Goal. Copy each of the entries below exactly, keeping every line unchanged.

Exercise data.
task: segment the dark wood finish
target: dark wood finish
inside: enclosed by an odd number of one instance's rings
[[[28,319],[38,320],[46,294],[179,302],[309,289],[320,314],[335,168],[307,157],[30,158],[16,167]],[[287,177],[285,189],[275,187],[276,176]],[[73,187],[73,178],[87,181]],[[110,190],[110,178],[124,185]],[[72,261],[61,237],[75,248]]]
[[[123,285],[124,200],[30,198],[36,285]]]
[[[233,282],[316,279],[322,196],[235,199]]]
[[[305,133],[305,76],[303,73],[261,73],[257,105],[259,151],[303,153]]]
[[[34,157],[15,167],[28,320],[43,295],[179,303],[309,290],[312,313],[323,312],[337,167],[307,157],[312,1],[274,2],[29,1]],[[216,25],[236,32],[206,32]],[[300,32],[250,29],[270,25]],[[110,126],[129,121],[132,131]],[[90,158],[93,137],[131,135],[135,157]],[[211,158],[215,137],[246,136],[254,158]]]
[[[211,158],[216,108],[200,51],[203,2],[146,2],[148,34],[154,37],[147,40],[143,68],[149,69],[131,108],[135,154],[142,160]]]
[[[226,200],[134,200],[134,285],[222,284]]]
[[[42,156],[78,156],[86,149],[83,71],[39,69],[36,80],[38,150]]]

Answer for the task.
task: segment the dark wood finish
target: dark wood finish
inside: enclosed by an odd number of one instance's rings
[[[28,319],[38,320],[46,294],[179,302],[309,289],[320,314],[335,168],[307,157],[30,158],[16,167]],[[287,177],[285,189],[275,187],[276,176]],[[73,187],[73,178],[87,181]],[[110,190],[110,178],[124,185]],[[72,261],[61,237],[75,248]]]
[[[123,285],[124,200],[30,198],[36,285]]]
[[[233,282],[316,279],[322,196],[235,199]]]
[[[305,133],[305,76],[303,73],[261,73],[257,105],[259,151],[303,153]]]
[[[34,157],[15,167],[28,320],[43,295],[179,303],[309,290],[312,313],[323,312],[337,167],[307,157],[312,1],[274,2],[29,1]],[[216,25],[236,32],[206,32]],[[300,32],[250,29],[270,25]],[[110,126],[129,121],[132,131]],[[90,158],[93,137],[131,135],[135,157]],[[211,158],[215,137],[246,136],[254,158]]]
[[[211,158],[216,108],[200,51],[203,2],[146,2],[148,34],[154,37],[147,40],[143,68],[149,69],[131,108],[135,154],[142,160]]]
[[[226,200],[134,200],[134,285],[222,284]]]
[[[42,156],[78,156],[86,149],[83,71],[39,69],[36,80],[38,150]]]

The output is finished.